# [Named-object pointing records]
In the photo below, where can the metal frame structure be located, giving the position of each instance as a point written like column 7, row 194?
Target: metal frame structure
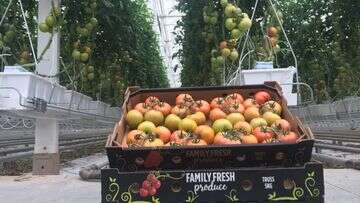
column 47, row 117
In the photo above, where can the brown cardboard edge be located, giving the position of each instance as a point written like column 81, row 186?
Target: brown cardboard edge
column 272, row 85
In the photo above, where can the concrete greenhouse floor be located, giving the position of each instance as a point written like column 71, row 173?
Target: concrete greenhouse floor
column 341, row 185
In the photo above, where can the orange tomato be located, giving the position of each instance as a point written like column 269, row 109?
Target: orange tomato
column 249, row 103
column 227, row 138
column 163, row 133
column 152, row 101
column 196, row 142
column 217, row 102
column 163, row 107
column 243, row 127
column 216, row 114
column 234, row 98
column 134, row 136
column 179, row 136
column 251, row 113
column 183, row 99
column 181, row 111
column 142, row 107
column 201, row 105
column 206, row 133
column 249, row 139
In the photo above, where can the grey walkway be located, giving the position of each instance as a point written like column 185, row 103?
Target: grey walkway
column 341, row 185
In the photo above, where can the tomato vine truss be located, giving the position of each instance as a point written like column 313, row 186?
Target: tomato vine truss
column 37, row 100
column 165, row 19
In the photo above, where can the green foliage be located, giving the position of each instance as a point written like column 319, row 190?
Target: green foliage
column 325, row 36
column 116, row 35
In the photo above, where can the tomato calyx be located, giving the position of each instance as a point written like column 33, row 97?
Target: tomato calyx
column 233, row 135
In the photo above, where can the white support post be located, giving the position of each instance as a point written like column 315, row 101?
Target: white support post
column 46, row 157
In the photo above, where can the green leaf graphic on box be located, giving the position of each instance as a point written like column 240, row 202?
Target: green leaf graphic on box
column 232, row 196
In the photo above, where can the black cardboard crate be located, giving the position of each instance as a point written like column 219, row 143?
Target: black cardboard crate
column 227, row 156
column 296, row 184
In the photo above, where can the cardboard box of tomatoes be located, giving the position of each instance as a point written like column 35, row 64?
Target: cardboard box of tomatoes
column 258, row 184
column 207, row 128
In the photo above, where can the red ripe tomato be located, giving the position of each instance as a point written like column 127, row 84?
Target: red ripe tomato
column 250, row 102
column 217, row 102
column 179, row 137
column 196, row 142
column 201, row 105
column 181, row 111
column 234, row 98
column 262, row 97
column 235, row 108
column 152, row 101
column 227, row 138
column 163, row 133
column 289, row 137
column 263, row 133
column 142, row 107
column 281, row 124
column 163, row 107
column 184, row 99
column 216, row 114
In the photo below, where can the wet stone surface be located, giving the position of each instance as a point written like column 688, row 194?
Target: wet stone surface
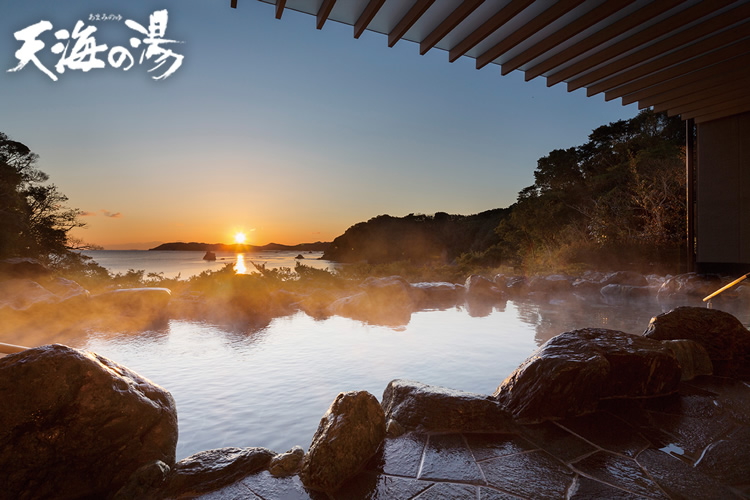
column 694, row 444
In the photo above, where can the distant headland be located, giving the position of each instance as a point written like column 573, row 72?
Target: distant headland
column 318, row 246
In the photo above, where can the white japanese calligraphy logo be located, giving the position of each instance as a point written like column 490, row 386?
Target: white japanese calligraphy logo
column 84, row 52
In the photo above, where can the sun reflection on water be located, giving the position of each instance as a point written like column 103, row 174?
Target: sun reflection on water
column 239, row 265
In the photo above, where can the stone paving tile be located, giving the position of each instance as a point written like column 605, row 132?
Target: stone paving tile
column 489, row 494
column 689, row 401
column 620, row 472
column 587, row 489
column 728, row 462
column 692, row 435
column 557, row 441
column 448, row 458
column 733, row 396
column 639, row 419
column 486, row 446
column 535, row 474
column 449, row 491
column 678, row 479
column 607, row 432
column 371, row 486
column 400, row 456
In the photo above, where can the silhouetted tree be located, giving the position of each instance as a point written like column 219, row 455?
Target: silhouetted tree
column 622, row 191
column 34, row 218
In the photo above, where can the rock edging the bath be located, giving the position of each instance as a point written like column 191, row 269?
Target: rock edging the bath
column 87, row 422
column 571, row 372
column 349, row 434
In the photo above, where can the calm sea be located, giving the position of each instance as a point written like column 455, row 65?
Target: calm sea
column 186, row 264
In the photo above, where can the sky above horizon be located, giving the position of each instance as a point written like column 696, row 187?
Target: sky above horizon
column 271, row 127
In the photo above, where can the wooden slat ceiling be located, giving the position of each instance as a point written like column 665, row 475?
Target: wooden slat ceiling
column 686, row 57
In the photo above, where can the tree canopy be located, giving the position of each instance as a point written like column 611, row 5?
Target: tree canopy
column 620, row 197
column 35, row 220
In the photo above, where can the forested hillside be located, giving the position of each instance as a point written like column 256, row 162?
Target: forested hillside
column 616, row 201
column 419, row 239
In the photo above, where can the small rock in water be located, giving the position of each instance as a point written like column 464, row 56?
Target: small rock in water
column 349, row 433
column 286, row 464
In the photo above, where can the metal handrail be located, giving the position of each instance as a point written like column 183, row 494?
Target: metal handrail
column 10, row 348
column 725, row 288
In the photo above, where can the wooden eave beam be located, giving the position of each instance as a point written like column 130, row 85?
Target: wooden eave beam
column 729, row 98
column 579, row 25
column 280, row 4
column 323, row 12
column 682, row 39
column 678, row 86
column 366, row 17
column 710, row 95
column 449, row 23
column 708, row 116
column 728, row 108
column 494, row 23
column 538, row 23
column 649, row 74
column 577, row 71
column 602, row 36
column 406, row 22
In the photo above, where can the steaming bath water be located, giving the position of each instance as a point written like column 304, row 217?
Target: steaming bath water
column 270, row 387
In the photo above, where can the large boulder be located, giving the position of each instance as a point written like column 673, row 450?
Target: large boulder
column 723, row 336
column 74, row 424
column 349, row 434
column 571, row 372
column 417, row 406
column 210, row 470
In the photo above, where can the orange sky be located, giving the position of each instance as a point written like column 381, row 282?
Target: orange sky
column 272, row 127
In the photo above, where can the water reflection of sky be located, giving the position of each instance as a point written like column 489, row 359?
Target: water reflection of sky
column 269, row 387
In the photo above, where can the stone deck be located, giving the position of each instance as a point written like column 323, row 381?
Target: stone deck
column 692, row 445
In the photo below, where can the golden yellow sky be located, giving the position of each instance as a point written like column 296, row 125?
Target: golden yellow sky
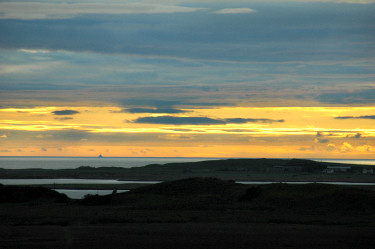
column 313, row 132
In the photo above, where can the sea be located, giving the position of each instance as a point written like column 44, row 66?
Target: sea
column 124, row 162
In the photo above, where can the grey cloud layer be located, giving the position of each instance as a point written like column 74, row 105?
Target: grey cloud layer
column 295, row 36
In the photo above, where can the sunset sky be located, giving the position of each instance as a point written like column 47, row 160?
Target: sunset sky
column 189, row 78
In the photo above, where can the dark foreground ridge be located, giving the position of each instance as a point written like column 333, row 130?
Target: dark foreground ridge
column 191, row 213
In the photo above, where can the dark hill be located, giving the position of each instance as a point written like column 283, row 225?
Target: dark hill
column 17, row 194
column 215, row 194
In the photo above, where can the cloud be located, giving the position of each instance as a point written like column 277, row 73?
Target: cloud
column 172, row 120
column 41, row 10
column 235, row 11
column 252, row 120
column 64, row 118
column 346, row 147
column 331, row 147
column 321, row 140
column 65, row 112
column 358, row 97
column 153, row 110
column 358, row 135
column 311, row 148
column 357, row 117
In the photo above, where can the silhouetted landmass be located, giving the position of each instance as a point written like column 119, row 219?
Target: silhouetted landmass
column 18, row 194
column 194, row 213
column 230, row 169
column 199, row 205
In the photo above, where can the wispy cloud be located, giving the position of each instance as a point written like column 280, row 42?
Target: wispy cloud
column 235, row 11
column 65, row 112
column 357, row 117
column 42, row 10
column 172, row 120
column 153, row 110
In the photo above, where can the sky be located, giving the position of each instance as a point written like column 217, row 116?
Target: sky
column 188, row 78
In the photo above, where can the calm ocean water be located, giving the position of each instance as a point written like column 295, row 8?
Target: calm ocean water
column 75, row 162
column 125, row 162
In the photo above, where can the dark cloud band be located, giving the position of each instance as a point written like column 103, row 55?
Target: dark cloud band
column 357, row 117
column 65, row 112
column 171, row 120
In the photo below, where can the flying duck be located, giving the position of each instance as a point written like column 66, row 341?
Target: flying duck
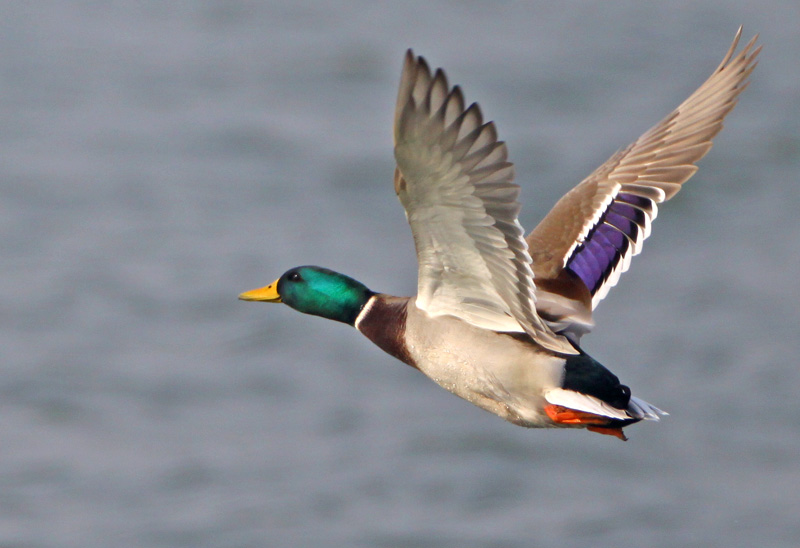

# [GIVEN REQUEST]
Copy the lines verbatim, starting at the line containing "In the photo above, where can the forested" and continuing through the line containing "column 210, row 470", with both of those lines included.

# [EXPECTED OUTPUT]
In the photo above, where can the forested hillside be located, giving the position of each instance as a point written like column 256, row 162?
Target: forested hillside
column 616, row 201
column 419, row 239
In the photo above, where can the small rock in water be located, giving the position of each instance as a point written like column 464, row 56?
Target: small rock in water
column 349, row 433
column 286, row 464
In the photo above, where can the metal handrail be located, giving the position of each instance as a point written like column 183, row 494?
Target: metal handrail
column 10, row 348
column 725, row 288
In the photo above, where can the wooden eave beam be located, giving the position of each instance as a point written like column 130, row 85?
Target: wooden eave beam
column 729, row 98
column 579, row 25
column 280, row 4
column 323, row 12
column 682, row 39
column 678, row 86
column 366, row 17
column 710, row 95
column 449, row 23
column 708, row 116
column 728, row 108
column 494, row 23
column 538, row 23
column 649, row 74
column 577, row 71
column 602, row 36
column 406, row 22
In the photo above, where can the steaming bath water be located, giving the position of each instance as a point written like column 304, row 217?
Target: steaming bath water
column 270, row 387
In the photo above, where can the large boulder be located, giving the position of each instance as a point written like column 673, row 450?
Target: large boulder
column 723, row 336
column 74, row 424
column 349, row 434
column 571, row 372
column 417, row 406
column 210, row 470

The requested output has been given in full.